Source extract =>
“He had no form or majesty that we should look at him, and no beauty that we should desire him.”
Jesus Christ was a sign from God.
What is a sign? It is something that is not what it seems to be, but looked at correctly, points
beyond the surface appearance to something else.
An example: the superficial truth is that a stop sign is a stick with a plate on
it; only to a driver or another familiar with its signification is it an
indicator of a required action. The thing-in-itself seems one way, but as a
sign, it points to something beyond itself.
The sign that says “This way to New York City” is not itself New York City. A sign
of rain is not itself rain, but perhaps gathering clouds or the distant sound
of thunder. A sign to remain silent is the placing of the finger on the lips. A
sign of human inhabitants might be a footprint in mud. These things are not
what they represent, and do not look like what they represent.
They are signals of the reality of something beyond themselves.
In his earthly walk, Jesus Christ was also a sign to mankind. But with this
difference: he didn’t merely point to the reality of God, but also was and is,
himself, God. Other types of sign are not like that. They aren’t also what they represent.

Entries from an annotation dataset:
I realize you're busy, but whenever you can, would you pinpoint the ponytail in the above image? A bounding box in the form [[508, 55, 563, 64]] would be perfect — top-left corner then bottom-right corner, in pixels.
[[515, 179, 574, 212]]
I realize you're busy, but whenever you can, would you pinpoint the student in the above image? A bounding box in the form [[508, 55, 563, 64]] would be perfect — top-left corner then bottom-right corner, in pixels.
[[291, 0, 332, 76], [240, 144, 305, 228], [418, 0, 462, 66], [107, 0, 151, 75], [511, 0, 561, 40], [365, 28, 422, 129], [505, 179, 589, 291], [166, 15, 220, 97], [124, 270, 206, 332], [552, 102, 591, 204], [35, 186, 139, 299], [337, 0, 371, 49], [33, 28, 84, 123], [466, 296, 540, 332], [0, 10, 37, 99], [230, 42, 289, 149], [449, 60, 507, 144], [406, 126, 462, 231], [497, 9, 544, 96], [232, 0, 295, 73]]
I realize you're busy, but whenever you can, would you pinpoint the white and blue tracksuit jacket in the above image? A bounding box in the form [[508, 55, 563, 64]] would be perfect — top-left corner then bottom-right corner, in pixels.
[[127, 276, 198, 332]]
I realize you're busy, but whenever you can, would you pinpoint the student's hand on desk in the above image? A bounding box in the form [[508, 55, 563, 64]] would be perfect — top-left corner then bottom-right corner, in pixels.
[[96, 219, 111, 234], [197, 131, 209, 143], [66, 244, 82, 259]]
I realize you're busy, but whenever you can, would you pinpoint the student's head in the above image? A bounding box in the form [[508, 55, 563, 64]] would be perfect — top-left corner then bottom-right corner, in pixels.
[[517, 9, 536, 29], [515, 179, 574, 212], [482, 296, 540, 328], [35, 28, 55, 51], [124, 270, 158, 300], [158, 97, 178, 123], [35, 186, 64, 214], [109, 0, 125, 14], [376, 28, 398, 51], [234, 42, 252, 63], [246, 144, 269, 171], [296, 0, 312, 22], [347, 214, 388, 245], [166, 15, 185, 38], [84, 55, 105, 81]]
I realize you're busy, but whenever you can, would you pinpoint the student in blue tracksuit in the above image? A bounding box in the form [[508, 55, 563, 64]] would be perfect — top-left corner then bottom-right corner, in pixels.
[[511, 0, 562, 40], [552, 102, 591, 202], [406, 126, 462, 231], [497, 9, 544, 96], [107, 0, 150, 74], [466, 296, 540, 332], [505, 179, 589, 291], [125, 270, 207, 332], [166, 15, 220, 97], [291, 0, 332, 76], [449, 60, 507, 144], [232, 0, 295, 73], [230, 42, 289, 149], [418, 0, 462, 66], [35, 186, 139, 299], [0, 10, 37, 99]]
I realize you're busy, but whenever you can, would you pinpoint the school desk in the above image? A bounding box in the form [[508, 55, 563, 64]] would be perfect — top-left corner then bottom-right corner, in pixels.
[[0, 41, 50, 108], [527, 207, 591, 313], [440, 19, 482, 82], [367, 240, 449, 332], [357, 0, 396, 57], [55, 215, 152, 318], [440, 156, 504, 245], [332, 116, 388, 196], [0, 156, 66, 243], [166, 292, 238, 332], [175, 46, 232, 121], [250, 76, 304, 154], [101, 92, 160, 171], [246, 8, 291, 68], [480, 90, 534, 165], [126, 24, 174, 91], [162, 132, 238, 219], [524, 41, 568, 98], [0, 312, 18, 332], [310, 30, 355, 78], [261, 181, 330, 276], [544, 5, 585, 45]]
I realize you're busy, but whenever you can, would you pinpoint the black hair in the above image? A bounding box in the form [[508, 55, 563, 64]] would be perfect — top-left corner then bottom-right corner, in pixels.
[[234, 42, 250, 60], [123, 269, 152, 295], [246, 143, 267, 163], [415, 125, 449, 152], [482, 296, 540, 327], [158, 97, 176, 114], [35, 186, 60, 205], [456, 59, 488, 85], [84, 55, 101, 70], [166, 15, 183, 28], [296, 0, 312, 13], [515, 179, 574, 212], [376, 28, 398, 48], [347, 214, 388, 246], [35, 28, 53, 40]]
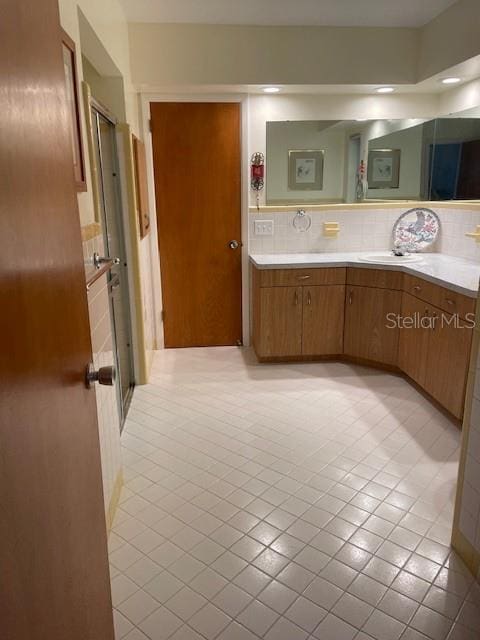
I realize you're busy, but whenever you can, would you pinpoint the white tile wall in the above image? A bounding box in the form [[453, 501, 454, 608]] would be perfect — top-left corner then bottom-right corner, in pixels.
[[459, 324, 480, 576], [249, 206, 480, 260], [83, 236, 122, 512]]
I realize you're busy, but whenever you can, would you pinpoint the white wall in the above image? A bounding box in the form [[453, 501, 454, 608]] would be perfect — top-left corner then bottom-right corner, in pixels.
[[417, 0, 480, 80], [129, 23, 420, 87]]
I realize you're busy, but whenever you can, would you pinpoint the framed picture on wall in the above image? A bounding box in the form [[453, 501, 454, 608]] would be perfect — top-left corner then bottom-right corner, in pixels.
[[62, 29, 87, 191], [367, 149, 400, 189], [288, 149, 325, 191], [132, 134, 150, 238]]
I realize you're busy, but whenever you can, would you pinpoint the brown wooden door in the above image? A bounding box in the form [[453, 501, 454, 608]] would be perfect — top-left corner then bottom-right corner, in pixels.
[[0, 0, 114, 640], [344, 286, 402, 365], [424, 307, 472, 418], [150, 102, 242, 347], [258, 287, 302, 358], [302, 285, 345, 356]]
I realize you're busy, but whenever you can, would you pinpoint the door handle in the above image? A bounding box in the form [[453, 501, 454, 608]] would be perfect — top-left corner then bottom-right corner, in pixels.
[[85, 362, 117, 389]]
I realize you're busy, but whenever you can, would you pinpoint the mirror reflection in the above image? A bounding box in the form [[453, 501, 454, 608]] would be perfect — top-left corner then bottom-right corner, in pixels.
[[266, 112, 480, 205]]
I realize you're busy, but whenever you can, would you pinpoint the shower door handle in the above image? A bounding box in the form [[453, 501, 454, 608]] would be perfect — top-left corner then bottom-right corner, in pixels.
[[93, 252, 120, 269]]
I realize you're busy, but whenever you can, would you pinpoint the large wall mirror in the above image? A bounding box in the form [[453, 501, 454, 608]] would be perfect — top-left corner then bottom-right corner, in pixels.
[[266, 108, 480, 205]]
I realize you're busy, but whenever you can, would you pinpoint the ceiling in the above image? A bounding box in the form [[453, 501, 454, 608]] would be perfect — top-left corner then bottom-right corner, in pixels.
[[120, 0, 456, 27]]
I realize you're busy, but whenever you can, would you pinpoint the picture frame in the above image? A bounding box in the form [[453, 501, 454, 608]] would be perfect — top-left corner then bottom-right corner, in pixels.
[[288, 149, 325, 191], [61, 29, 87, 191], [367, 149, 401, 189]]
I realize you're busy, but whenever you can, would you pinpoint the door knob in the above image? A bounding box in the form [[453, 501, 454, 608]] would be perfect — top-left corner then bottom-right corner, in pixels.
[[85, 362, 117, 389]]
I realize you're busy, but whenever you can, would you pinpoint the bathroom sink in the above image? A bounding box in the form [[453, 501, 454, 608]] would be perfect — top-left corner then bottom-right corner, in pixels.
[[358, 252, 422, 264]]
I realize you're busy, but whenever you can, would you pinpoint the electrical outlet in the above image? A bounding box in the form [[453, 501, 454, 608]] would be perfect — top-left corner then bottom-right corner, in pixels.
[[255, 220, 273, 236]]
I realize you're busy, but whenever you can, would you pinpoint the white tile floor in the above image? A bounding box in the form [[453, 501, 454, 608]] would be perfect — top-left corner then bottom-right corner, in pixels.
[[110, 348, 480, 640]]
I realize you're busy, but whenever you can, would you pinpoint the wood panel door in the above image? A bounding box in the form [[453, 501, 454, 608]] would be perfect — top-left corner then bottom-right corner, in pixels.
[[0, 0, 114, 640], [424, 307, 472, 418], [344, 286, 402, 365], [398, 292, 431, 387], [257, 287, 303, 358], [150, 102, 242, 347], [302, 285, 345, 356]]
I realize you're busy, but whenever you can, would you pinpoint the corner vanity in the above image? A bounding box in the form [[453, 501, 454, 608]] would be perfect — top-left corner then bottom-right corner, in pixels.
[[250, 253, 480, 419]]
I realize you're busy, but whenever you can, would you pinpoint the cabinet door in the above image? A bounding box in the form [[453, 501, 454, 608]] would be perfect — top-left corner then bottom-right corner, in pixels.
[[257, 287, 302, 358], [424, 307, 472, 418], [344, 286, 402, 365], [302, 285, 345, 356], [398, 293, 432, 387]]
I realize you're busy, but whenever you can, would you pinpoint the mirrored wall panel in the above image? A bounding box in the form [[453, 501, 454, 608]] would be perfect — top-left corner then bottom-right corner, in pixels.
[[266, 112, 480, 205]]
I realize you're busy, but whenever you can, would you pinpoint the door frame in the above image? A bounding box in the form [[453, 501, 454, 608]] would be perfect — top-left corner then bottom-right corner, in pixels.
[[140, 92, 250, 349]]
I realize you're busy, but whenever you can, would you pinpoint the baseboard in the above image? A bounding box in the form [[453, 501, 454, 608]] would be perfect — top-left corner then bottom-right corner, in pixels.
[[452, 525, 480, 580], [106, 469, 123, 533]]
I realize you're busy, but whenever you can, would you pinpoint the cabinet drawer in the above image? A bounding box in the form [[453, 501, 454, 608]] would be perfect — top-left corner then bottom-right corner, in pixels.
[[438, 287, 475, 318], [259, 267, 346, 287], [403, 274, 475, 318], [347, 268, 403, 291]]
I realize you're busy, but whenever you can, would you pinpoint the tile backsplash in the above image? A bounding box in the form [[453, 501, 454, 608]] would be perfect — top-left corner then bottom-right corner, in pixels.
[[249, 206, 480, 260], [83, 234, 122, 513]]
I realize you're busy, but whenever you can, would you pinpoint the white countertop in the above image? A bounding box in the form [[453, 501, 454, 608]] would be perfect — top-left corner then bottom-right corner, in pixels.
[[250, 251, 480, 298]]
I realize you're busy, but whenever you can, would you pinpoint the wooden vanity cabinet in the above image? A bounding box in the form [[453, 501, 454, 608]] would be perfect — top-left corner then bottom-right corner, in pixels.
[[252, 268, 345, 360], [252, 268, 475, 419], [398, 290, 473, 418], [343, 286, 402, 366], [253, 287, 303, 358], [423, 308, 472, 418], [398, 292, 431, 387]]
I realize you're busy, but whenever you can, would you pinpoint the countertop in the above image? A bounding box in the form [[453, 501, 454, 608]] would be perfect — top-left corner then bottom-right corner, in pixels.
[[250, 251, 480, 298]]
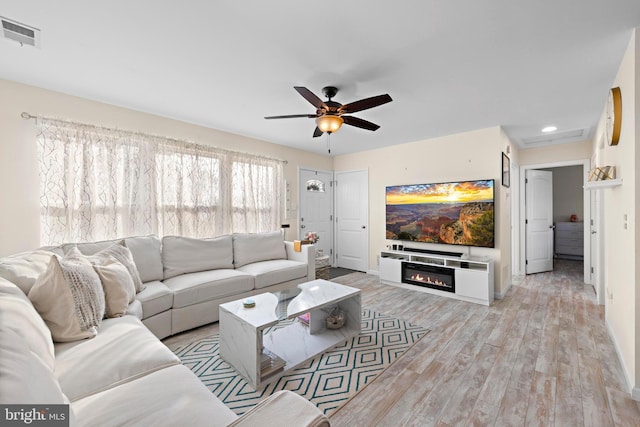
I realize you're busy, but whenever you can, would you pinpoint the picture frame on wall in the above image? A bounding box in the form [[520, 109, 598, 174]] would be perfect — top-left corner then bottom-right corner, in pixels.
[[502, 153, 511, 188]]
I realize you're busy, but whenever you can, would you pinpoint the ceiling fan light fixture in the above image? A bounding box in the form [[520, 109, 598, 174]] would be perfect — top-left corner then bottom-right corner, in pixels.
[[316, 114, 344, 133]]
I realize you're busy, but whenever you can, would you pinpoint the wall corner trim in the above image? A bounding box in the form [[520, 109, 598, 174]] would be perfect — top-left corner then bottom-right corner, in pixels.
[[604, 316, 640, 400]]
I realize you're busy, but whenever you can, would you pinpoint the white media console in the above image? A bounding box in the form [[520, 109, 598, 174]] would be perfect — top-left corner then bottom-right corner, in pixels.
[[380, 250, 493, 305]]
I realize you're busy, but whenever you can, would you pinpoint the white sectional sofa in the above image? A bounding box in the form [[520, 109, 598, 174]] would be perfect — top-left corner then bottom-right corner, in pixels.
[[0, 233, 329, 426]]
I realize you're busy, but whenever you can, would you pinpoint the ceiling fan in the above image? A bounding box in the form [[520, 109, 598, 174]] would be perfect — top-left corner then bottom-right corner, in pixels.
[[265, 86, 393, 138]]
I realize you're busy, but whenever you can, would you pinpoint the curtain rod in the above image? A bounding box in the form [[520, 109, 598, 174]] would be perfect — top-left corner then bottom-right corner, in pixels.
[[20, 111, 289, 165]]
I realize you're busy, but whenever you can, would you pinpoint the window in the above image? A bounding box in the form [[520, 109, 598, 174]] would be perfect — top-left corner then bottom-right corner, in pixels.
[[307, 179, 324, 193], [37, 119, 283, 245]]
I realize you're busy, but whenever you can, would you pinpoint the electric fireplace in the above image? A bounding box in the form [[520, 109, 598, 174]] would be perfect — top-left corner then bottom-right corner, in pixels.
[[402, 262, 456, 292]]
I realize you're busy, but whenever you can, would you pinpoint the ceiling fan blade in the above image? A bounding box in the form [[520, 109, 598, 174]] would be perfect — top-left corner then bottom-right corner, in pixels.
[[338, 94, 393, 114], [265, 114, 317, 120], [293, 86, 329, 110], [342, 116, 380, 130]]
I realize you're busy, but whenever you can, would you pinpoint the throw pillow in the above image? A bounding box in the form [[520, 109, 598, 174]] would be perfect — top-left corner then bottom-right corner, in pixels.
[[93, 257, 136, 317], [29, 249, 105, 342], [233, 231, 287, 268], [89, 240, 145, 293]]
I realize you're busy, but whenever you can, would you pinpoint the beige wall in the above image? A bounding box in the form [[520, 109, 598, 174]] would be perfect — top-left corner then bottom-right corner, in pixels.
[[334, 127, 511, 293], [592, 30, 640, 399], [0, 80, 332, 256], [519, 141, 592, 166]]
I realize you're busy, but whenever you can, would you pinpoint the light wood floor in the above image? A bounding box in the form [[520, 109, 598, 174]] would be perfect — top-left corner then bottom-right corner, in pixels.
[[164, 261, 640, 427]]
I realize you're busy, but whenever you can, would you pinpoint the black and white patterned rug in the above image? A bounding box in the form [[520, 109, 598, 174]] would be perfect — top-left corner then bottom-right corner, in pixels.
[[175, 309, 429, 415]]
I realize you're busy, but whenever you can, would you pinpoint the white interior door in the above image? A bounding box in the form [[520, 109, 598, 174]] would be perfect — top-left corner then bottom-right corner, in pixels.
[[335, 170, 369, 272], [298, 169, 333, 265], [590, 191, 605, 305], [525, 170, 555, 274]]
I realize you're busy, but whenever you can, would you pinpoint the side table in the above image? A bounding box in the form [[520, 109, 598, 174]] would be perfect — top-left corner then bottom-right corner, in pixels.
[[316, 255, 331, 280]]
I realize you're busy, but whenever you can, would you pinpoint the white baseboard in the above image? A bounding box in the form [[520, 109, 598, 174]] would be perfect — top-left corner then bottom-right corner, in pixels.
[[493, 283, 511, 299], [604, 316, 640, 400]]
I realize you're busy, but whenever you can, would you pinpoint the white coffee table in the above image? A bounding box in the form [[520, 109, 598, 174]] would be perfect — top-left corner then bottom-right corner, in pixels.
[[219, 279, 362, 389]]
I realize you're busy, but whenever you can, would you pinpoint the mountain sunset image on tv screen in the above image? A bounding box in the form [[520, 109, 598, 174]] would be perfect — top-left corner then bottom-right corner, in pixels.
[[386, 179, 494, 248]]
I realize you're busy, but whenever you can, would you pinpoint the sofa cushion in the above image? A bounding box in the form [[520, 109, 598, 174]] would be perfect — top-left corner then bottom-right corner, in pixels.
[[124, 299, 143, 320], [29, 249, 105, 342], [71, 365, 238, 427], [136, 280, 173, 319], [93, 257, 136, 317], [124, 235, 164, 283], [0, 325, 66, 404], [0, 278, 55, 370], [162, 236, 233, 279], [0, 249, 58, 295], [164, 269, 254, 308], [238, 259, 307, 289], [55, 316, 180, 402], [233, 231, 287, 268]]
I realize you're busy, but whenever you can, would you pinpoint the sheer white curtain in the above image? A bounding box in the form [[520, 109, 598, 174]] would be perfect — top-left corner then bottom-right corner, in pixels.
[[37, 118, 283, 245]]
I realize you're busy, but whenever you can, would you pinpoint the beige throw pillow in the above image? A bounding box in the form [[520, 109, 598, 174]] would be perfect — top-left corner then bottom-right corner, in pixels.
[[93, 257, 136, 317], [29, 249, 105, 342], [89, 240, 145, 293]]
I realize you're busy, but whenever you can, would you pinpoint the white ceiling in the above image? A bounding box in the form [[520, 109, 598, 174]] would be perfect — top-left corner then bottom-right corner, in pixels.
[[0, 0, 640, 155]]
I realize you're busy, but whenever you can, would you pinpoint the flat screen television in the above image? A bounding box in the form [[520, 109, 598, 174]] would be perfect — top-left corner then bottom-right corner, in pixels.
[[386, 179, 495, 248]]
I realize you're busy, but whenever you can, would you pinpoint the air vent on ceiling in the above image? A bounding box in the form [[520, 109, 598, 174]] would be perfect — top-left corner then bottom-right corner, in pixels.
[[0, 16, 40, 48], [522, 129, 588, 145]]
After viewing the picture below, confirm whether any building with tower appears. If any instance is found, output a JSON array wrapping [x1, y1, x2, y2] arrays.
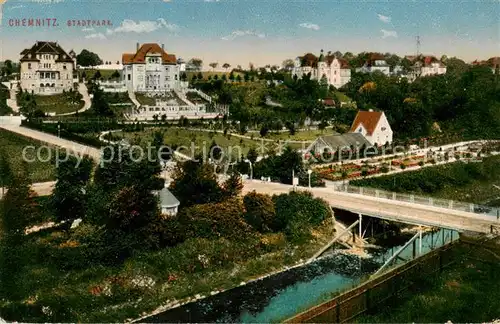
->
[[292, 50, 351, 89], [19, 41, 76, 95]]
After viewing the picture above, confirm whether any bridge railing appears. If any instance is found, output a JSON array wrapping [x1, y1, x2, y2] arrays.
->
[[333, 184, 500, 220]]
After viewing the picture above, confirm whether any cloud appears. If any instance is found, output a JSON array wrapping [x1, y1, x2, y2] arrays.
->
[[299, 23, 319, 30], [106, 18, 178, 35], [9, 5, 24, 10], [221, 30, 266, 40], [377, 14, 391, 24], [85, 33, 106, 39], [380, 29, 398, 38]]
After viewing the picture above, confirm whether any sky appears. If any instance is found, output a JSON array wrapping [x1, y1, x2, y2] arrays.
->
[[0, 0, 500, 67]]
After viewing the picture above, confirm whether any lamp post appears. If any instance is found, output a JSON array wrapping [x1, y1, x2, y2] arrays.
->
[[307, 170, 312, 188], [245, 159, 253, 180]]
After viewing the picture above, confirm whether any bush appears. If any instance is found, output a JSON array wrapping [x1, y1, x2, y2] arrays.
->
[[178, 198, 252, 240], [243, 191, 276, 233]]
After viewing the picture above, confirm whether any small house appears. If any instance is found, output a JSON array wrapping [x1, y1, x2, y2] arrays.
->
[[156, 187, 180, 216], [350, 109, 392, 146]]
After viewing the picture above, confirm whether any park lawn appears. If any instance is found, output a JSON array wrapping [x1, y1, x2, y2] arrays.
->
[[186, 68, 244, 81], [265, 127, 332, 143], [78, 69, 120, 80], [355, 253, 500, 323], [0, 214, 334, 323], [114, 127, 262, 158], [35, 94, 85, 115], [352, 155, 500, 204], [0, 129, 55, 183]]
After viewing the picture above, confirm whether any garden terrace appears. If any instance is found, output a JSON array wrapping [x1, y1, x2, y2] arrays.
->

Challenge 1 => In the reflection on signs, what is described as a sign to remain silent?
Challenge 2 => Name every everyday sign that the reflection on signs gives as an example before it turns to Jesus Christ.
Challenge 3 => Echo the reflection on signs, everything from "In his earthly" down to "also what they represent.".
None of the data is needed for this work.

Full output 1 => The placing of the finger on the lips.

Full output 2 =>
- A stop sign
- The sign that says "This way to New York City"
- A sign of rain
- A sign to remain silent
- A sign of human inhabitants

Full output 3 =>
In his earthly walk, Jesus Christ was also a sign to mankind. But with this
difference: he didn’t merely point to the reality of God, but also was and is,
himself, God. Other types of sign are not like that. They aren’t also what they represent.